━━━━━ Records for this task ━━━━━

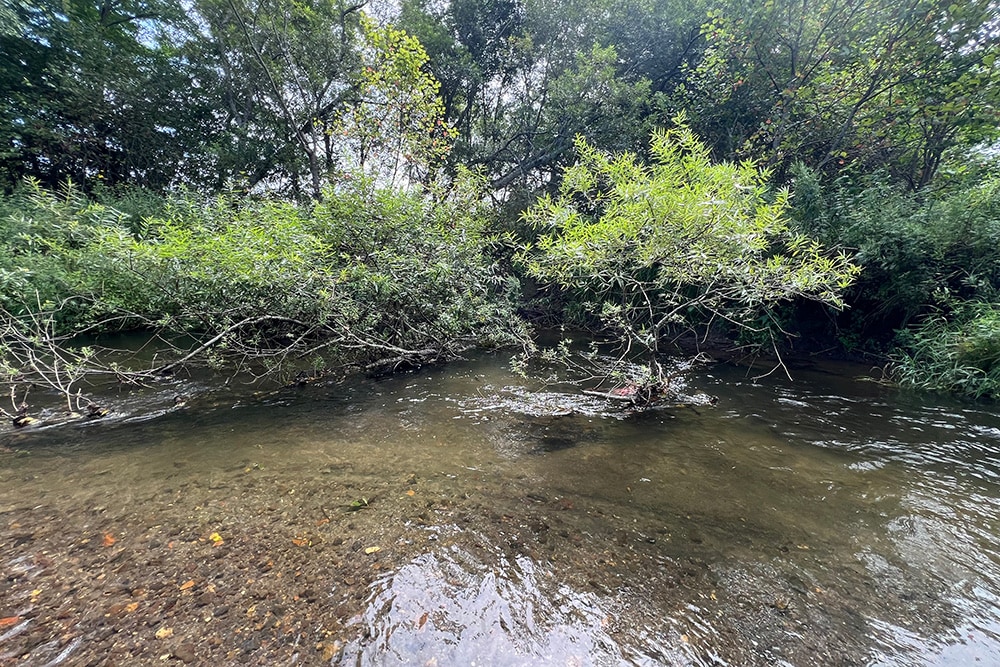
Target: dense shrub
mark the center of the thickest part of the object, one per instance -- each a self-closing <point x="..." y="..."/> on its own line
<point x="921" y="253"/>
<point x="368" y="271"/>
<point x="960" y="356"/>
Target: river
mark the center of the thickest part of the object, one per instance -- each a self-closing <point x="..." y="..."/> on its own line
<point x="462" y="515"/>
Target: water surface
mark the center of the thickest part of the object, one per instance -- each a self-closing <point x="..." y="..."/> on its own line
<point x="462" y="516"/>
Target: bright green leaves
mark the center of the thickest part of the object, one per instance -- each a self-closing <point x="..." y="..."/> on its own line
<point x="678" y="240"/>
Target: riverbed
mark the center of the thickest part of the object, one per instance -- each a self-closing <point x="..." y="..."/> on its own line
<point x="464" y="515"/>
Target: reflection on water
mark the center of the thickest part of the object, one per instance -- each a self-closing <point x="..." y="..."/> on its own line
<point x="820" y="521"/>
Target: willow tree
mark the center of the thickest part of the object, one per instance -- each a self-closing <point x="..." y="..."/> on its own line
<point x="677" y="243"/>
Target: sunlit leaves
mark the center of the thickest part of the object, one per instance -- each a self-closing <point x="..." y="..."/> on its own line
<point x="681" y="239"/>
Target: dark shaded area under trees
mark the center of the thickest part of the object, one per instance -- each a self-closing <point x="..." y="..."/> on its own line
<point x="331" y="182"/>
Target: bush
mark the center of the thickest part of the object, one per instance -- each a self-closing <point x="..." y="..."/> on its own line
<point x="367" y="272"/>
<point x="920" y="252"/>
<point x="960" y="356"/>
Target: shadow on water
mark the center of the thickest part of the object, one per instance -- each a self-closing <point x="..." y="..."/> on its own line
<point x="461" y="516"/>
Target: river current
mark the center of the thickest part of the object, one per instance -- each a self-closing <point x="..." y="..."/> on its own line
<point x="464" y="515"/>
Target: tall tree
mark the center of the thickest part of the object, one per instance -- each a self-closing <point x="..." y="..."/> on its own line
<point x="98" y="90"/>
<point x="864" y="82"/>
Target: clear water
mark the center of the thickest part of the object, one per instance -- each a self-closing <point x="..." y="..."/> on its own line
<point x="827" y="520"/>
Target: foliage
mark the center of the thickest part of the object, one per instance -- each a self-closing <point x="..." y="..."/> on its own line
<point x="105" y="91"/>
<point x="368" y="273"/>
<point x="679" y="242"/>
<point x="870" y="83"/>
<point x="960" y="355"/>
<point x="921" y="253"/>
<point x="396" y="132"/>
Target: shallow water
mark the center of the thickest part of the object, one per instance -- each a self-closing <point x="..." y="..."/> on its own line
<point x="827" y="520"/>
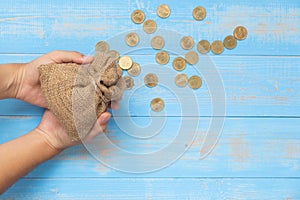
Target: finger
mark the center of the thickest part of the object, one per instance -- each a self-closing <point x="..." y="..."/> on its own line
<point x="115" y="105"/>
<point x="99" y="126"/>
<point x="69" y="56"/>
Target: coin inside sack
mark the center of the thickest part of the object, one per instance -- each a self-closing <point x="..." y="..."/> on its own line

━━━━━

__What the exercise asks__: Make an exact reproduction of the listing above, without any pictures.

__Output for this task__:
Target: dense shrub
mark the center of the thickest part of the object, one per instance -- each a self-closing <point x="..." y="..."/> on its own line
<point x="921" y="253"/>
<point x="368" y="271"/>
<point x="960" y="356"/>
Target: river
mark the center of the thickest part of the object, one per instance -- each a self-closing <point x="..." y="..."/> on its own line
<point x="462" y="515"/>
Target: water surface
mark the center of the thickest part of the object, one per instance -- each a self-closing <point x="..." y="..."/> on its own line
<point x="462" y="516"/>
Target: bright green leaves
mark the center of the thickest part of the object, one per instance -- each a self-closing <point x="..." y="..."/> on its own line
<point x="678" y="240"/>
Target: riverbed
mark the center of the thickest part of the object, one per instance -- each a self-closing <point x="..." y="..."/> on its own line
<point x="464" y="515"/>
Target: reflection on water
mark the center of the thickest part of the object, one per instance -- each a self-closing <point x="..." y="..."/> on its own line
<point x="820" y="521"/>
Target: willow tree
mark the center of the thickest part of the object, one per instance -- each a self-closing <point x="..." y="..."/> on its own line
<point x="677" y="243"/>
Target: sunlit leaves
mark the center of the thickest part of the object, one per instance -- each a self-closing <point x="..." y="..."/> on its own line
<point x="681" y="239"/>
Target: dark shaded area under trees
mark the center of the thickest part of the object, one per instance -- each a self-closing <point x="..." y="..."/> on its own line
<point x="331" y="182"/>
Target: bush
mark the center of the thickest part of the object, one per instance -- each a self-closing <point x="..." y="..."/> on its own line
<point x="367" y="272"/>
<point x="920" y="252"/>
<point x="960" y="356"/>
Target: shadow on water
mark the center of the thickest part of the object, one per instance -- each a self-closing <point x="..." y="..."/> on its own line
<point x="461" y="516"/>
Target: river current
mark the center of the thickest part of the object, one per instance -- each a self-closing <point x="..." y="..."/> on its own line
<point x="464" y="515"/>
Target: tall tree
mark the center of the thickest part of the object, one per instance -- each a self-closing <point x="..." y="..."/> on its own line
<point x="98" y="90"/>
<point x="864" y="82"/>
Target: clear water
mark the center of the thickest part of the object, one per instance -- each a self-closing <point x="..." y="..."/> on its own line
<point x="827" y="520"/>
Target: foliage
mark the center of the thickest part of the object, one per instance -- each a self-closing <point x="..." y="..."/> on its own line
<point x="105" y="91"/>
<point x="368" y="273"/>
<point x="679" y="242"/>
<point x="870" y="83"/>
<point x="960" y="355"/>
<point x="921" y="253"/>
<point x="396" y="132"/>
Target: shallow water
mark the center of the thickest part of the object, one per instance -- each a self-closing <point x="..." y="..."/> on its own line
<point x="827" y="520"/>
Target: finger
mark the center of the thickest part of the object, one per instance -- each a self-closing <point x="..." y="..."/> on its own line
<point x="115" y="105"/>
<point x="99" y="126"/>
<point x="69" y="56"/>
Target: coin inside sack
mark the center of the thickest part of the object, one per instance -- each a self-closing <point x="..." y="..."/> on its own line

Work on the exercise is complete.